── Dataset

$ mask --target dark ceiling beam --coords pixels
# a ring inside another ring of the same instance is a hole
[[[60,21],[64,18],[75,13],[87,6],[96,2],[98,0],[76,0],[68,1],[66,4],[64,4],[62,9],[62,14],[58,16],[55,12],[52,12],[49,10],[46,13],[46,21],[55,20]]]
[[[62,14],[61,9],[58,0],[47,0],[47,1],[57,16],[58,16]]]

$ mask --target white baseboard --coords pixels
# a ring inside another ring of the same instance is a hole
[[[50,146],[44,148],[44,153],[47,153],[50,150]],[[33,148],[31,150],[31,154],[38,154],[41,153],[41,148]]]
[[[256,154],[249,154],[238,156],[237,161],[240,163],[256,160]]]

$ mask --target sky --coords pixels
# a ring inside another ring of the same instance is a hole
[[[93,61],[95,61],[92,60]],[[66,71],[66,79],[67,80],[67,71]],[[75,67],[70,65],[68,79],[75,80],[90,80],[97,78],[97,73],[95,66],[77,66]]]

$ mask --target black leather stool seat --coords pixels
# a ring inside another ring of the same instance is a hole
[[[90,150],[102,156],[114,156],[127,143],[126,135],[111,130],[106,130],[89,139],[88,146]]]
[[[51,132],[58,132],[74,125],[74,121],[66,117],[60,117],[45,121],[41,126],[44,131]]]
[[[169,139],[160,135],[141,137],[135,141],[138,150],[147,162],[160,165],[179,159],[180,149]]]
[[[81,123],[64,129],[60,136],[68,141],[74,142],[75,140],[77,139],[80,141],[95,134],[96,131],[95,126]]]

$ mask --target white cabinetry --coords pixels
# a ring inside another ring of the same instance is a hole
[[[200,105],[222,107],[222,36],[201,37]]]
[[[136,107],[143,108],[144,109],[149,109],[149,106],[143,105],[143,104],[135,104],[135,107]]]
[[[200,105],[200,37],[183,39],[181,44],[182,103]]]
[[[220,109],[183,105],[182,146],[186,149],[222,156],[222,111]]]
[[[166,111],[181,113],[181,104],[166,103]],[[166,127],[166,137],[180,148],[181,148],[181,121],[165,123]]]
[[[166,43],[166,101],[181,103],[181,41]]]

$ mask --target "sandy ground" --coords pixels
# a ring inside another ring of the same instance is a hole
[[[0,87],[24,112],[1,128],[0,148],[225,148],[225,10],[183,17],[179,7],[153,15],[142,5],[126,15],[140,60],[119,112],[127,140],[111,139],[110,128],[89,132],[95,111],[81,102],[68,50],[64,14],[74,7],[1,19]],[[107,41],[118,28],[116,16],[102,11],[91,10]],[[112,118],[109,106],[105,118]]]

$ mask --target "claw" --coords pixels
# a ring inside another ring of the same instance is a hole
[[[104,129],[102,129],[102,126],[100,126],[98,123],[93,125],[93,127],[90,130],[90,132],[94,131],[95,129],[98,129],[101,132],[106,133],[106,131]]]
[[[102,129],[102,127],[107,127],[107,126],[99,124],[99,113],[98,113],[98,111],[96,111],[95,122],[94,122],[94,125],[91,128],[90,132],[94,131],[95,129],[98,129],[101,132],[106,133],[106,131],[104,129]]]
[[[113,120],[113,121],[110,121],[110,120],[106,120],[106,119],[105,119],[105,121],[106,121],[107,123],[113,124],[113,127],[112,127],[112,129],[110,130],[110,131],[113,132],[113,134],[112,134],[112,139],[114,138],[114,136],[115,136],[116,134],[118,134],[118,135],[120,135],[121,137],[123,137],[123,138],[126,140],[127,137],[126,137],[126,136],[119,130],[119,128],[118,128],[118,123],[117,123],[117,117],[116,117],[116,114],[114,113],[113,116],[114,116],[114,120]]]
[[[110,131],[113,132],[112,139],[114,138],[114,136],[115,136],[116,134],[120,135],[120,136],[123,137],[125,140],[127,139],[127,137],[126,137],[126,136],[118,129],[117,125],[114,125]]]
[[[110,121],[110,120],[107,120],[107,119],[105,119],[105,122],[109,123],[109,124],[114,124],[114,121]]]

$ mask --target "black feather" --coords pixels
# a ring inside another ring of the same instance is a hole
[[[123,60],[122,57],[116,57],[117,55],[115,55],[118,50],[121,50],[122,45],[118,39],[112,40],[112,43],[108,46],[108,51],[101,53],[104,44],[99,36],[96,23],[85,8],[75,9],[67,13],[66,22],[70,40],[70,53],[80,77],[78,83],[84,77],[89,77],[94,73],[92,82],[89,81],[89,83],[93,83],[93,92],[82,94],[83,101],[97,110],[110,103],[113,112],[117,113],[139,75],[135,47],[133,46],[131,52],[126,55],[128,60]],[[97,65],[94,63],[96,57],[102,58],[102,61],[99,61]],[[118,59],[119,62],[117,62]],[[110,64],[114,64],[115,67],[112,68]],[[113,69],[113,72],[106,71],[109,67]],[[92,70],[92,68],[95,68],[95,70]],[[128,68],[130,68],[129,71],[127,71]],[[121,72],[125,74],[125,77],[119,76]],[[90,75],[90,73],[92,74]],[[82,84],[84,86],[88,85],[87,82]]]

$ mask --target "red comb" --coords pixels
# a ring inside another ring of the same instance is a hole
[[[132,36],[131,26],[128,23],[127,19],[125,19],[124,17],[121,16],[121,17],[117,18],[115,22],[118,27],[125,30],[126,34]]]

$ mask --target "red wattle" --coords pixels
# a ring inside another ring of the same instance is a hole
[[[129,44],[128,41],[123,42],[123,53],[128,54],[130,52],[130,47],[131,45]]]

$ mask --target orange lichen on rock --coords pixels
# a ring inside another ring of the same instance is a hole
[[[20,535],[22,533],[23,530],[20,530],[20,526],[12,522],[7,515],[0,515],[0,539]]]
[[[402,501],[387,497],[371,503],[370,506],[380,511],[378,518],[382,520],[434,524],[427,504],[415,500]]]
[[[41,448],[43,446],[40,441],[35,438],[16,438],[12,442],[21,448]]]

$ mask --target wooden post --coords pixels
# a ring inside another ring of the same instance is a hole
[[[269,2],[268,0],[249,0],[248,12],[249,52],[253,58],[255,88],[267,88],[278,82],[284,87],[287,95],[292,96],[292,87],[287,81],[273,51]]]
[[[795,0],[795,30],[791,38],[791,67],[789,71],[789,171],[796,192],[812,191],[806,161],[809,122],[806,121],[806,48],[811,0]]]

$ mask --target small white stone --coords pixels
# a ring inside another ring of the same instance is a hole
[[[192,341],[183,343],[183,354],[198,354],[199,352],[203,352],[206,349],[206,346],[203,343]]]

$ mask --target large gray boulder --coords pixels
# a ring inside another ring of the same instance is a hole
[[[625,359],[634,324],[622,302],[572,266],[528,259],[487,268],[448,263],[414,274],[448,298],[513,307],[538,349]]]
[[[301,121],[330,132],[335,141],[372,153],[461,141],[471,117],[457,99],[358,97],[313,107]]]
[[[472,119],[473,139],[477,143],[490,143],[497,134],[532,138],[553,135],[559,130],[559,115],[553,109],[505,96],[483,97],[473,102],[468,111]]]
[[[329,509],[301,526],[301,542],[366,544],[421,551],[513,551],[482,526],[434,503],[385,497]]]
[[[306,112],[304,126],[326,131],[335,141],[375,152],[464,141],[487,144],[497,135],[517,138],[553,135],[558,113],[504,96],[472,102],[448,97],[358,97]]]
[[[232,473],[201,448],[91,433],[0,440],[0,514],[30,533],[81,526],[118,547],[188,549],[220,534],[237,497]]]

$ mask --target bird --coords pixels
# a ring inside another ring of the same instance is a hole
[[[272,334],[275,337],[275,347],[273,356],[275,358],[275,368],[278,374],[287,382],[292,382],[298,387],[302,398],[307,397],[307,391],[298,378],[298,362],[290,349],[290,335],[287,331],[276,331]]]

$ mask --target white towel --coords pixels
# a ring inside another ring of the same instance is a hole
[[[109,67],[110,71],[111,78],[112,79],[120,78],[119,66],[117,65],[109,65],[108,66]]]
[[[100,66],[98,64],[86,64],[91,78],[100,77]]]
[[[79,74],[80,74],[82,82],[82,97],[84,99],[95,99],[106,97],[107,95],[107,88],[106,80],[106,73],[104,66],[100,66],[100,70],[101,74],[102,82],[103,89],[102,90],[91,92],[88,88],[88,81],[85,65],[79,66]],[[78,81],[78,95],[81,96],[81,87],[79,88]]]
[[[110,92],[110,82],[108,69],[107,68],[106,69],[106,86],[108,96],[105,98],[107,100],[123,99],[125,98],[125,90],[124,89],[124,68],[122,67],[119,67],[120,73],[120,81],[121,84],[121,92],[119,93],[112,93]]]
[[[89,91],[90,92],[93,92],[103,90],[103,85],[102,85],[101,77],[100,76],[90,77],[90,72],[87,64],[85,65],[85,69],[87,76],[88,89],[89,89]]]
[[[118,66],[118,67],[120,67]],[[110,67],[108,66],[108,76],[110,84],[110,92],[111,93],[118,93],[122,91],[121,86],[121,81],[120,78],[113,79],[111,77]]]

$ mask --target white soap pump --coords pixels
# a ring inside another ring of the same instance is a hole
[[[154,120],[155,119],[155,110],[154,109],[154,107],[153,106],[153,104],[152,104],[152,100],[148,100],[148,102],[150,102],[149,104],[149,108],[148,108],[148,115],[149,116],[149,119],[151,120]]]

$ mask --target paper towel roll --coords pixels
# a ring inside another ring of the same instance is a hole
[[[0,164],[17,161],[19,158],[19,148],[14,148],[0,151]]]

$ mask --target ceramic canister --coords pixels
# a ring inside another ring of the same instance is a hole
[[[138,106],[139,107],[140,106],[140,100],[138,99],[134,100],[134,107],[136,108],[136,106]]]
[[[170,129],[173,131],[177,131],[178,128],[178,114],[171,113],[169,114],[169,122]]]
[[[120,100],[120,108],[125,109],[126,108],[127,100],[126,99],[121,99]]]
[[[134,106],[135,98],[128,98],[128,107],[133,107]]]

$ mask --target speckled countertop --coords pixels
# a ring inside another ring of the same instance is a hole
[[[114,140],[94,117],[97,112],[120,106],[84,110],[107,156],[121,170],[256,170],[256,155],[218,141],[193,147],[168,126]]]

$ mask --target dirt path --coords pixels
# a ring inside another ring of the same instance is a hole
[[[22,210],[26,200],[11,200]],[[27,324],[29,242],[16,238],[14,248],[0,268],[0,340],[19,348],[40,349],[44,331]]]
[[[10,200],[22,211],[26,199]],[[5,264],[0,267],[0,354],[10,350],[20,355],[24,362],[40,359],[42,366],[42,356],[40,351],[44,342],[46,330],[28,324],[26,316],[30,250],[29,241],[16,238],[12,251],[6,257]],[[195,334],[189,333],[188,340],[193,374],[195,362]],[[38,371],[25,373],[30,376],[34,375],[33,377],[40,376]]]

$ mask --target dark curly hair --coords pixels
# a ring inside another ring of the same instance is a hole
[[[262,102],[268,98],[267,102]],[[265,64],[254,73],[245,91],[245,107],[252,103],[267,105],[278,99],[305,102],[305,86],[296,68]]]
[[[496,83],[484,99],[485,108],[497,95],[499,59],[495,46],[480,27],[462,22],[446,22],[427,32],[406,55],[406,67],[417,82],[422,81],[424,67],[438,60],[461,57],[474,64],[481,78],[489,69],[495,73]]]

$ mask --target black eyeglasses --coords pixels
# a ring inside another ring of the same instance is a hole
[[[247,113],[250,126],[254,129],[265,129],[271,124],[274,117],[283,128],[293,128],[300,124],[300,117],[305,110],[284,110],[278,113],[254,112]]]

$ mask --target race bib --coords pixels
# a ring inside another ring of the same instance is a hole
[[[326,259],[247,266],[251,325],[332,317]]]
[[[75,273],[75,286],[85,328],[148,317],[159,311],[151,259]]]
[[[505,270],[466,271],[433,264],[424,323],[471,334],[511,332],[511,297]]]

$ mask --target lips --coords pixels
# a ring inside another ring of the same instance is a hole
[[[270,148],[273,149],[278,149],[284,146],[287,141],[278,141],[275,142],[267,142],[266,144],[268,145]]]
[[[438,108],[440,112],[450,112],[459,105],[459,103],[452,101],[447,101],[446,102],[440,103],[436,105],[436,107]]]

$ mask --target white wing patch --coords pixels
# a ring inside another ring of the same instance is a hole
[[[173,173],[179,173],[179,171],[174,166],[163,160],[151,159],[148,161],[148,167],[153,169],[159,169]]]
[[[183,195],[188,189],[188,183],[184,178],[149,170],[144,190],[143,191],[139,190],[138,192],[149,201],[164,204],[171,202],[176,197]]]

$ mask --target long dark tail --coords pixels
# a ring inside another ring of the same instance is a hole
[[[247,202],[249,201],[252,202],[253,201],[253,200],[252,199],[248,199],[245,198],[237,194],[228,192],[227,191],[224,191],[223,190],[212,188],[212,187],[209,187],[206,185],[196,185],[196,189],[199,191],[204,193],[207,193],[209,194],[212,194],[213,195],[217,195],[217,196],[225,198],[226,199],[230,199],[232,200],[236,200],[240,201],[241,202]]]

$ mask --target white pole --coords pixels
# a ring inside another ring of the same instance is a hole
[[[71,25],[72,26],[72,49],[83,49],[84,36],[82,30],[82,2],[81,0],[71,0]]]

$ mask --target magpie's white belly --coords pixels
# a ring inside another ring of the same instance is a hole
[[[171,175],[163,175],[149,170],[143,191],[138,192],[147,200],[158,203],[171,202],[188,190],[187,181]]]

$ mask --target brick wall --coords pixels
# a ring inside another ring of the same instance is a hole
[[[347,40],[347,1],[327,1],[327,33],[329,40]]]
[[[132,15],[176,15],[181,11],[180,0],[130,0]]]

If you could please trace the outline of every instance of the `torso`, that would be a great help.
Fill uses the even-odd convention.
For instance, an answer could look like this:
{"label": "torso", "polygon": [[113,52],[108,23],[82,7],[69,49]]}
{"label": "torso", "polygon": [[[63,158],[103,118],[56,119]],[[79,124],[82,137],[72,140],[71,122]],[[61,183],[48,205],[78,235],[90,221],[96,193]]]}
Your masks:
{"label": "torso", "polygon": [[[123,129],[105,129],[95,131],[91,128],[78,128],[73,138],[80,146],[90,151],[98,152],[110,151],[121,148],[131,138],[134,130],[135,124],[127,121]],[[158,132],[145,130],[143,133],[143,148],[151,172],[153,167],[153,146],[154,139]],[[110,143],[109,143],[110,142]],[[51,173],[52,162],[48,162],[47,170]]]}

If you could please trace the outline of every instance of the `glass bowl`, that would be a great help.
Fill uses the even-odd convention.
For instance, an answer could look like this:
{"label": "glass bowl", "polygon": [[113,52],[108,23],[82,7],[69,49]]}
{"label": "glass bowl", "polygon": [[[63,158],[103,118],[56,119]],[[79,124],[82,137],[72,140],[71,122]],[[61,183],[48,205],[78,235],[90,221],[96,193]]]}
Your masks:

────

*Exercise details*: List every line of the data above that contains the string "black", copying each such line in full.

*Answer for this exercise*:
$ mask --target black leather stool seat --coords pixels
$ mask --target "black feather" --coords pixels
$ mask --target black eyeglasses --coords pixels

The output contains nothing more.